(WHAT YOU WILL DO)
Could you reproduce the records below word for word, starting at the line containing "Objective - one point per instance of the red bucket" and ending at the line containing "(686, 1079)", with both of those lines included?

━━━ EXERCISE INPUTS

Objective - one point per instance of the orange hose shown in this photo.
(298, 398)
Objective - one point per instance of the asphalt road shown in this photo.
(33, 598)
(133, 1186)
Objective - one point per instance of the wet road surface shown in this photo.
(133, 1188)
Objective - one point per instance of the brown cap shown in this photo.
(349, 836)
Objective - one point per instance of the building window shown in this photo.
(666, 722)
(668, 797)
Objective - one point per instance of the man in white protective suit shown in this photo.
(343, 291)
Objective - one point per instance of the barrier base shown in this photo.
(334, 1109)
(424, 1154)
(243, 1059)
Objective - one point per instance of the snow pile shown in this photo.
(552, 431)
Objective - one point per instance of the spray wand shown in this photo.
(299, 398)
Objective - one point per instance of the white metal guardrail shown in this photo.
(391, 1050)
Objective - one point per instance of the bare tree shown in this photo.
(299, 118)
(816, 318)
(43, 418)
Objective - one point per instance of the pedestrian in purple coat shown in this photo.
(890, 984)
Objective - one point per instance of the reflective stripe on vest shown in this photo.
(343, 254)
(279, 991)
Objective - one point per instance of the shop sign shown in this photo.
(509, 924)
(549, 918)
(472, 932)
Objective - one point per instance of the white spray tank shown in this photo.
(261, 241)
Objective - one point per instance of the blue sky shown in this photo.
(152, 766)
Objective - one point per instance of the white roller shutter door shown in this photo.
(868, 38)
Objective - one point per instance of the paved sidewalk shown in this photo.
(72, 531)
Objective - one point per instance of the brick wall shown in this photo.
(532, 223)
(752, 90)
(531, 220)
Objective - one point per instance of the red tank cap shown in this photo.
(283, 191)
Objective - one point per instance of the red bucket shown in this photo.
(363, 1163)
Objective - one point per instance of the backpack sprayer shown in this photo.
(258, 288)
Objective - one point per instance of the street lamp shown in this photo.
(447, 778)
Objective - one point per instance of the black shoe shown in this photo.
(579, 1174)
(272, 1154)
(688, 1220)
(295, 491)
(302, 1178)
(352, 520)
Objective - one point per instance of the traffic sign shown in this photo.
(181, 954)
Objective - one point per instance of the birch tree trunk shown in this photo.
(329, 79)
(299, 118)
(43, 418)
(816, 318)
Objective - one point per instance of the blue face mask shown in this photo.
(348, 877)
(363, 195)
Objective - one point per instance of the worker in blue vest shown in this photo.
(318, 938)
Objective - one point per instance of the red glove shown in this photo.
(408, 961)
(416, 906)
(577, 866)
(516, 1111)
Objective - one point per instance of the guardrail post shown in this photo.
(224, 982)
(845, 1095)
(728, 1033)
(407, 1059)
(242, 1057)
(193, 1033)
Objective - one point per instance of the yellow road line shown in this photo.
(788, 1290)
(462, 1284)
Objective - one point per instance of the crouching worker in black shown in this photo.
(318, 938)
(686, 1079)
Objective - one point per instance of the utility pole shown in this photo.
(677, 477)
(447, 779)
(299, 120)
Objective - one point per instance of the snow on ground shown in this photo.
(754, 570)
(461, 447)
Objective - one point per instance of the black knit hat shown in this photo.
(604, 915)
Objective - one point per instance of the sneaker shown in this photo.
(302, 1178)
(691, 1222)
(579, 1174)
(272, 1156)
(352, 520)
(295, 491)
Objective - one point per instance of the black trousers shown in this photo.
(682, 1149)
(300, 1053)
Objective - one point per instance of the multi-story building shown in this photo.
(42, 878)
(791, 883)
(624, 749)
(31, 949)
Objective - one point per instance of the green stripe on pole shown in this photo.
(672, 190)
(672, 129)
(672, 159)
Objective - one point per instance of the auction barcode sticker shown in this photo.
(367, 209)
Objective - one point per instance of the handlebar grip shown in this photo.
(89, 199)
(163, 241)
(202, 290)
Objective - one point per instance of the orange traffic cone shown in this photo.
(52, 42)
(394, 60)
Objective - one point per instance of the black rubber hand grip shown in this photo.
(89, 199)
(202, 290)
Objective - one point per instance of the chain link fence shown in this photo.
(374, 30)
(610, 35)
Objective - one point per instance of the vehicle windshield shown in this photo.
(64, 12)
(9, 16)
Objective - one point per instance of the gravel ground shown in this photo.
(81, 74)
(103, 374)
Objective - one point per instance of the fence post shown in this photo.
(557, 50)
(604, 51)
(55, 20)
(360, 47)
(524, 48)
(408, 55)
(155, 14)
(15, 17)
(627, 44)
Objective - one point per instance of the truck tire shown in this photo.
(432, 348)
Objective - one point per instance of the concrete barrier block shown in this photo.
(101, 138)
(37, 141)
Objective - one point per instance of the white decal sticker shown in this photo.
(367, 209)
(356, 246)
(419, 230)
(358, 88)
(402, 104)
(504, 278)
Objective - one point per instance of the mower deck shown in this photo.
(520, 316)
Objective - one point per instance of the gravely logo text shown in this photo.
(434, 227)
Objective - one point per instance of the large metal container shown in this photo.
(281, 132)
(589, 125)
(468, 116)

━━━━━━

(EXERCISE RESPONSE)
Objective - one point per instance of the red bucket shown in this photo.
(363, 1163)
Objective - one point per instance of the backpack sprayer shown in this photo.
(258, 288)
Objective - one point per instance of the street lamp shown in this photo.
(447, 778)
Objective - one point per instance of the black shoe shown in this photo.
(579, 1174)
(272, 1154)
(688, 1220)
(295, 491)
(302, 1178)
(352, 520)
Objective - one point per instance of the traffic sign shown in this photo.
(181, 954)
Objective - one point per instance of the birch tree trunk shown in this photo.
(329, 79)
(299, 118)
(43, 418)
(816, 318)
Objective - one point per instance of the blue face mask shown in this photo.
(348, 877)
(363, 195)
Objective - one point per instance of the worker in blue vest shown in this photo.
(318, 938)
Objective - one point per instance of the red glove shown in this photo.
(408, 961)
(416, 906)
(577, 866)
(516, 1111)
Objective - one point per instance of the guardrail post shown in this photo.
(224, 982)
(845, 1095)
(728, 1033)
(407, 1059)
(242, 1057)
(193, 1033)
Objective - one point per instance of the yellow road line shown in this photo.
(788, 1290)
(462, 1284)
Objective - one point per instance of the crouching worker in black shown in this photo.
(318, 938)
(686, 1079)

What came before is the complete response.